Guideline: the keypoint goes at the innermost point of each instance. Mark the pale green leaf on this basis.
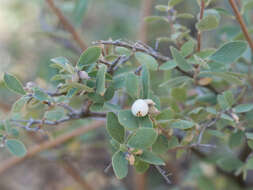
(114, 128)
(13, 84)
(120, 165)
(229, 52)
(148, 60)
(16, 147)
(143, 138)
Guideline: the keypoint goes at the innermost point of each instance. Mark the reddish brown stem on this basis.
(242, 23)
(66, 24)
(74, 173)
(202, 8)
(48, 144)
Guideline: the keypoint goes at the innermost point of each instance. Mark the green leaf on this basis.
(16, 147)
(229, 52)
(249, 164)
(222, 102)
(241, 108)
(19, 104)
(185, 16)
(100, 80)
(76, 85)
(227, 76)
(250, 143)
(155, 18)
(179, 94)
(143, 138)
(166, 115)
(148, 60)
(209, 22)
(122, 51)
(168, 65)
(109, 93)
(188, 48)
(173, 3)
(179, 59)
(40, 95)
(145, 78)
(162, 8)
(173, 142)
(176, 81)
(89, 56)
(249, 136)
(229, 97)
(236, 139)
(229, 163)
(62, 64)
(120, 165)
(13, 84)
(151, 158)
(145, 122)
(161, 145)
(140, 166)
(114, 128)
(79, 11)
(55, 114)
(132, 85)
(182, 124)
(128, 120)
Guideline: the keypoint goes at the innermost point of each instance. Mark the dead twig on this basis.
(49, 144)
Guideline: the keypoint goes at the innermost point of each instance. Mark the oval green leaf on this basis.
(16, 147)
(114, 128)
(13, 84)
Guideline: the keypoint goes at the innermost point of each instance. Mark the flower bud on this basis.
(140, 108)
(75, 77)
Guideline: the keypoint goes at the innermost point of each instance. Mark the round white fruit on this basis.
(140, 108)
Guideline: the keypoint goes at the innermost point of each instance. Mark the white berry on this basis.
(140, 108)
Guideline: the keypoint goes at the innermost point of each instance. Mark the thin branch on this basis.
(202, 8)
(242, 23)
(75, 174)
(163, 173)
(139, 47)
(5, 165)
(66, 24)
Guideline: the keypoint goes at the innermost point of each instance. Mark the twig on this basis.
(242, 23)
(146, 6)
(139, 47)
(140, 181)
(163, 173)
(74, 173)
(5, 165)
(202, 8)
(66, 24)
(72, 116)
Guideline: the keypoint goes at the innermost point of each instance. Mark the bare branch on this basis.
(66, 24)
(140, 47)
(49, 144)
(242, 23)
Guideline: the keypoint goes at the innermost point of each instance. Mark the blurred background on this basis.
(31, 34)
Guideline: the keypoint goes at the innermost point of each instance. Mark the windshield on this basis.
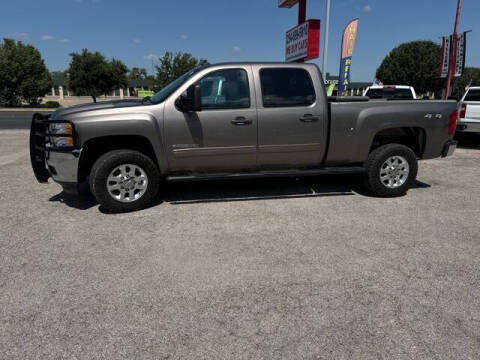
(389, 93)
(163, 94)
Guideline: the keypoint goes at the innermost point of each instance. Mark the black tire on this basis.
(373, 167)
(107, 163)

**What is expected**: Set down all entries above again, exactly, without images.

**Task result**:
Guideline: the keypoint goes at the innermost point of each instance. Mark the pale green leaf on this basis.
(114, 128)
(13, 84)
(120, 165)
(229, 52)
(148, 60)
(16, 147)
(143, 138)
Guideline: the keypoint goes at the innermost point of each instance. Mark the reddish brown stem on this basis.
(242, 23)
(66, 24)
(74, 173)
(202, 8)
(48, 144)
Guideline: the keypoint goes at the innermost point of each instance. Mark the green leaf on this basis.
(16, 147)
(229, 52)
(249, 164)
(222, 102)
(241, 108)
(19, 104)
(185, 16)
(100, 80)
(76, 85)
(227, 76)
(250, 143)
(155, 18)
(179, 94)
(143, 138)
(166, 115)
(148, 60)
(209, 22)
(122, 51)
(168, 65)
(109, 93)
(188, 48)
(173, 3)
(179, 59)
(40, 95)
(145, 78)
(162, 8)
(173, 142)
(176, 81)
(89, 56)
(249, 136)
(229, 97)
(236, 139)
(229, 163)
(62, 64)
(120, 165)
(13, 84)
(151, 158)
(145, 122)
(161, 145)
(140, 166)
(114, 128)
(79, 11)
(55, 114)
(132, 85)
(182, 124)
(128, 120)
Guideline: the keypoint goes at the innermost point of each instance. Mark the dead twig on this basis.
(49, 144)
Guideline: the keypoint goes at the innermost point of each instance. Mark the oval green leaf on this basis.
(16, 147)
(114, 128)
(13, 84)
Guideline: the keypoint goes at the innermost point of each instance. Mark the flower bud on this basis.
(140, 108)
(75, 77)
Guideline: the keypoint goes at the innermost point of each instance. Mark the round white fruit on this basis.
(140, 108)
Guideline: the keypoint goes at the innermost point of each instance. Mark the white berry on this basis.
(140, 108)
Guideline: the keypoint goes at the innermost point of each instance. Mark the thin branch on this basis.
(202, 8)
(242, 23)
(75, 174)
(163, 173)
(139, 47)
(5, 165)
(66, 24)
Guideline: the keypoint goes at the innermost point of each instance. Mark the twig on this basis.
(242, 23)
(146, 6)
(139, 47)
(140, 181)
(163, 173)
(74, 173)
(5, 165)
(202, 8)
(66, 24)
(72, 116)
Guideline: the keypoint goes at the innermost point of each instance. Mark the bare branch on this basis.
(66, 24)
(140, 47)
(49, 144)
(242, 23)
Guideline: the keypoint goes at the innermost point of each instance. Mark the blurred background on this basis.
(31, 34)
Guideline: the keypoint goes at the innermost point of each instance. Mark the windshield on this basis.
(389, 93)
(163, 94)
Guideline: the keypoint goes at the innermost point of each instance. Mark the black tire on this basis.
(373, 167)
(107, 163)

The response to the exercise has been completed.